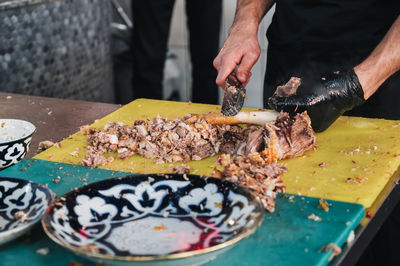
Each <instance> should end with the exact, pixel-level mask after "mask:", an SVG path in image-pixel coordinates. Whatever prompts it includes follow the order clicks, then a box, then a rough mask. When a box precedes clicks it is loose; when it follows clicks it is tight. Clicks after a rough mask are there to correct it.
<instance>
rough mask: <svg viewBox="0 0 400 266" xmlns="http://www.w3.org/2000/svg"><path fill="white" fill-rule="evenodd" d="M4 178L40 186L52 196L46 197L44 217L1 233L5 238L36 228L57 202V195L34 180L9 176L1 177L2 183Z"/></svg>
mask: <svg viewBox="0 0 400 266" xmlns="http://www.w3.org/2000/svg"><path fill="white" fill-rule="evenodd" d="M3 178H6V179H7V180H16V181H25V182H26V183H25V184H34V185H35V186H38V187H41V188H43V189H45V190H47V191H48V192H49V194H50V197H49V198H48V197H46V200H47V208H46V211H45V212H44V213H43V215H42V216H41V217H40V218H39V219H37V220H36V221H31V222H27V223H25V224H23V225H21V226H18V227H16V228H13V229H11V230H7V231H1V232H0V237H3V236H5V235H8V234H18V233H19V232H21V231H23V230H26V229H28V228H29V227H31V226H34V225H35V224H37V223H39V221H41V220H42V218H43V216H44V214H45V213H46V212H47V211H48V209H49V207H50V206H51V205H52V204H53V203H54V201H55V197H54V195H55V193H54V192H53V191H52V190H51V189H50V188H49V187H46V186H45V185H42V184H40V183H37V182H35V181H32V180H29V179H23V178H16V177H9V176H0V181H1V180H2V179H3ZM49 200H50V202H49ZM18 237H19V236H17V237H15V238H18ZM15 238H11V239H10V240H8V241H6V242H4V243H3V244H5V243H7V242H9V241H11V240H14V239H15Z"/></svg>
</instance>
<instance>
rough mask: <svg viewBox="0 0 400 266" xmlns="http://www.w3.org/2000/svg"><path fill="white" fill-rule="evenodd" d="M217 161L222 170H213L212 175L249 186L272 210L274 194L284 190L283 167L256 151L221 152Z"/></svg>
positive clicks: (267, 207) (284, 190)
mask: <svg viewBox="0 0 400 266" xmlns="http://www.w3.org/2000/svg"><path fill="white" fill-rule="evenodd" d="M217 162H218V163H219V164H220V165H221V166H222V167H223V170H222V171H219V170H215V172H214V174H213V176H215V177H219V178H222V179H226V180H229V181H232V182H234V183H238V184H240V185H242V186H246V187H248V188H250V189H251V190H253V192H254V193H255V194H256V195H257V196H258V197H259V198H260V200H261V202H262V204H263V206H264V207H265V208H266V209H267V210H268V211H270V212H273V211H274V209H275V197H276V194H277V193H278V192H284V191H285V186H284V184H283V180H282V174H283V173H284V172H286V171H287V169H286V168H285V167H283V166H282V165H279V164H269V163H266V162H265V161H264V159H263V158H262V157H261V156H260V154H259V153H257V152H256V153H251V154H250V155H249V156H248V157H245V156H240V155H235V156H231V155H229V154H222V155H220V156H219V157H218V159H217Z"/></svg>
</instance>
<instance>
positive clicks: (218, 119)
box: [187, 110, 279, 126]
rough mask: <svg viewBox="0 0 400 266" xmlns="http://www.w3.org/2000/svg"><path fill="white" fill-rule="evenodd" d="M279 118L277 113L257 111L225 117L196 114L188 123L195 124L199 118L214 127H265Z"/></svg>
mask: <svg viewBox="0 0 400 266" xmlns="http://www.w3.org/2000/svg"><path fill="white" fill-rule="evenodd" d="M278 116H279V113H278V112H276V111H272V110H271V111H257V112H239V113H238V114H237V115H235V116H224V115H222V114H218V113H208V114H200V115H198V114H196V115H193V116H192V117H190V118H189V119H188V120H187V121H188V122H189V123H194V122H196V121H197V119H199V118H203V119H204V120H206V121H207V122H208V123H210V124H212V125H234V124H254V125H260V126H263V125H265V124H266V123H268V122H271V121H275V120H276V118H277V117H278Z"/></svg>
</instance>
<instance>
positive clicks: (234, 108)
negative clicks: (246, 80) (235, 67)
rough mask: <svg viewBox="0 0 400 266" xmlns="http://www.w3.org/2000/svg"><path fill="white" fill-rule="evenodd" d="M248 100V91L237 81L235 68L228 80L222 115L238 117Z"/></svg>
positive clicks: (227, 78) (226, 79)
mask: <svg viewBox="0 0 400 266" xmlns="http://www.w3.org/2000/svg"><path fill="white" fill-rule="evenodd" d="M246 98H247V96H246V89H245V88H244V87H243V85H242V83H241V82H240V81H239V80H238V79H237V77H236V68H235V70H234V71H233V72H232V73H231V74H229V76H228V77H227V78H226V84H225V88H224V97H223V98H222V106H221V113H222V114H223V115H225V116H234V115H236V114H237V113H239V112H240V110H241V109H242V107H243V103H244V100H245V99H246Z"/></svg>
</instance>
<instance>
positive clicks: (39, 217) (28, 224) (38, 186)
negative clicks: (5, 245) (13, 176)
mask: <svg viewBox="0 0 400 266" xmlns="http://www.w3.org/2000/svg"><path fill="white" fill-rule="evenodd" d="M52 194H53V193H52V192H51V191H50V189H48V188H46V187H44V186H42V185H40V184H37V183H34V182H31V181H28V180H23V179H16V178H10V177H0V244H3V243H5V242H8V241H10V240H12V239H15V238H17V237H19V236H20V235H22V234H23V233H25V232H26V231H27V230H29V229H30V228H31V227H32V226H33V225H34V224H35V223H37V222H38V221H40V219H41V218H42V215H43V214H44V212H45V211H46V209H47V207H48V206H49V205H50V203H51V202H52V201H53V195H52Z"/></svg>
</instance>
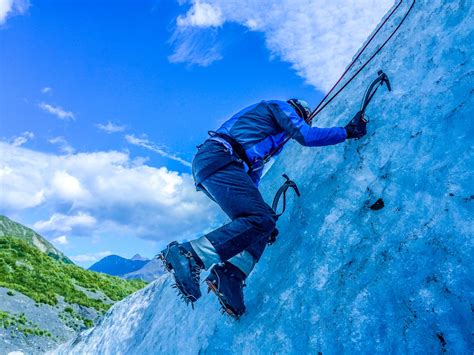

__________________________________________________

- [EXERCISE]:
Each entry, word for word, belongs in your answer; each picture does not.

- [ANSWER SPACE]:
Each <instance> should end with the exact, pixel-level mask after "mask:", an SVG path in image-pixel coordinates. Whatever prompts it includes follow the order clicks, then a box, then a rough mask. When a box precedes clicks it is loose; when it follows clicks it is tight. Clicks after a rough mask are there to correct it.
<instance>
rough mask: <svg viewBox="0 0 400 266" xmlns="http://www.w3.org/2000/svg"><path fill="white" fill-rule="evenodd" d="M4 178L40 186L52 196L46 197L44 217L1 233L5 238L36 228L57 202V195L34 180L9 176L1 177L2 183Z"/></svg>
mask: <svg viewBox="0 0 400 266" xmlns="http://www.w3.org/2000/svg"><path fill="white" fill-rule="evenodd" d="M3 178H6V179H7V180H16V181H25V182H26V183H25V184H34V185H35V186H38V187H41V188H43V189H45V190H47V191H48V192H49V194H50V197H49V198H48V197H46V200H47V208H46V211H45V212H44V213H43V215H42V216H41V217H40V218H39V219H37V220H36V221H31V222H27V223H25V224H23V225H21V226H18V227H16V228H13V229H11V230H7V231H1V232H0V237H3V236H5V235H8V234H18V233H19V232H21V231H23V230H26V229H28V228H29V227H31V226H34V225H35V224H37V223H39V221H41V220H42V218H43V216H44V214H45V213H46V212H47V211H48V209H49V207H50V206H51V205H52V204H53V203H54V201H55V197H54V195H55V193H54V192H53V191H52V190H51V189H50V188H49V187H46V186H45V185H42V184H40V183H37V182H35V181H32V180H29V179H23V178H16V177H9V176H0V181H1V180H2V179H3ZM49 200H50V202H49ZM18 237H19V236H17V237H15V238H18ZM15 238H11V239H10V240H8V241H6V242H4V243H3V244H5V243H7V242H9V241H11V240H14V239H15Z"/></svg>
</instance>
<instance>
rough mask: <svg viewBox="0 0 400 266" xmlns="http://www.w3.org/2000/svg"><path fill="white" fill-rule="evenodd" d="M217 161L222 170H213L212 175L249 186L272 210L274 194L284 190L283 167L256 151L221 152Z"/></svg>
positive clicks: (267, 207) (284, 190)
mask: <svg viewBox="0 0 400 266" xmlns="http://www.w3.org/2000/svg"><path fill="white" fill-rule="evenodd" d="M217 162H218V163H219V164H220V165H221V166H222V167H223V170H222V171H219V170H215V172H214V174H213V176H215V177H219V178H222V179H226V180H229V181H232V182H234V183H238V184H240V185H242V186H246V187H248V188H250V189H251V190H253V192H254V193H255V194H256V195H257V196H258V197H259V198H260V200H261V202H262V204H263V206H264V207H265V208H266V209H267V210H268V211H270V212H273V211H274V209H275V197H276V194H277V193H278V192H284V191H285V186H284V184H283V180H282V174H283V173H284V172H286V171H287V169H286V168H285V167H283V166H282V165H279V164H269V163H266V162H265V161H264V159H263V158H262V157H261V156H260V154H259V153H257V152H256V153H251V154H250V155H249V156H248V157H245V156H240V155H235V156H231V155H229V154H222V155H220V156H219V157H218V159H217Z"/></svg>
</instance>
<instance>
positive clicks: (218, 119)
box: [187, 110, 279, 126]
rough mask: <svg viewBox="0 0 400 266" xmlns="http://www.w3.org/2000/svg"><path fill="white" fill-rule="evenodd" d="M279 118L277 113L257 111L225 117L196 114L188 123L195 124L199 118L214 127H265Z"/></svg>
mask: <svg viewBox="0 0 400 266" xmlns="http://www.w3.org/2000/svg"><path fill="white" fill-rule="evenodd" d="M278 116H279V113H278V112H276V111H272V110H271V111H257V112H239V113H238V114H237V115H235V116H224V115H222V114H218V113H208V114H200V115H198V114H196V115H193V116H192V117H190V118H189V119H188V120H187V121H188V122H189V123H194V122H196V121H197V119H199V118H203V119H204V120H206V121H207V122H208V123H210V124H212V125H234V124H254V125H260V126H263V125H265V124H266V123H268V122H271V121H275V120H276V118H277V117H278Z"/></svg>
</instance>
<instance>
positive clicks: (234, 108)
negative clicks: (246, 80) (235, 67)
rough mask: <svg viewBox="0 0 400 266" xmlns="http://www.w3.org/2000/svg"><path fill="white" fill-rule="evenodd" d="M248 100V91L237 81L235 68L228 80L222 115L238 117Z"/></svg>
positive clicks: (227, 78) (226, 79)
mask: <svg viewBox="0 0 400 266" xmlns="http://www.w3.org/2000/svg"><path fill="white" fill-rule="evenodd" d="M246 98H247V96H246V89H245V88H244V87H243V85H242V83H241V82H240V81H239V80H238V79H237V77H236V68H235V70H234V71H233V72H232V73H231V74H229V76H228V77H227V78H226V84H225V88H224V97H223V98H222V106H221V113H222V114H223V115H225V116H234V115H236V114H237V113H239V112H240V110H241V109H242V107H243V103H244V100H245V99H246Z"/></svg>
</instance>
<instance>
positive clicks: (39, 217) (28, 224) (38, 186)
negative clicks: (5, 245) (13, 176)
mask: <svg viewBox="0 0 400 266" xmlns="http://www.w3.org/2000/svg"><path fill="white" fill-rule="evenodd" d="M52 194H53V193H52V192H51V191H50V189H48V188H46V187H44V186H42V185H40V184H37V183H34V182H31V181H28V180H23V179H16V178H10V177H0V244H3V243H5V242H8V241H10V240H12V239H15V238H17V237H19V236H20V235H22V234H23V233H25V232H26V231H27V230H29V229H30V228H31V227H32V226H33V225H34V224H35V223H37V222H38V221H40V219H41V218H42V215H43V214H44V212H45V211H46V209H47V207H48V206H49V205H50V203H51V202H52V201H53V195H52Z"/></svg>
</instance>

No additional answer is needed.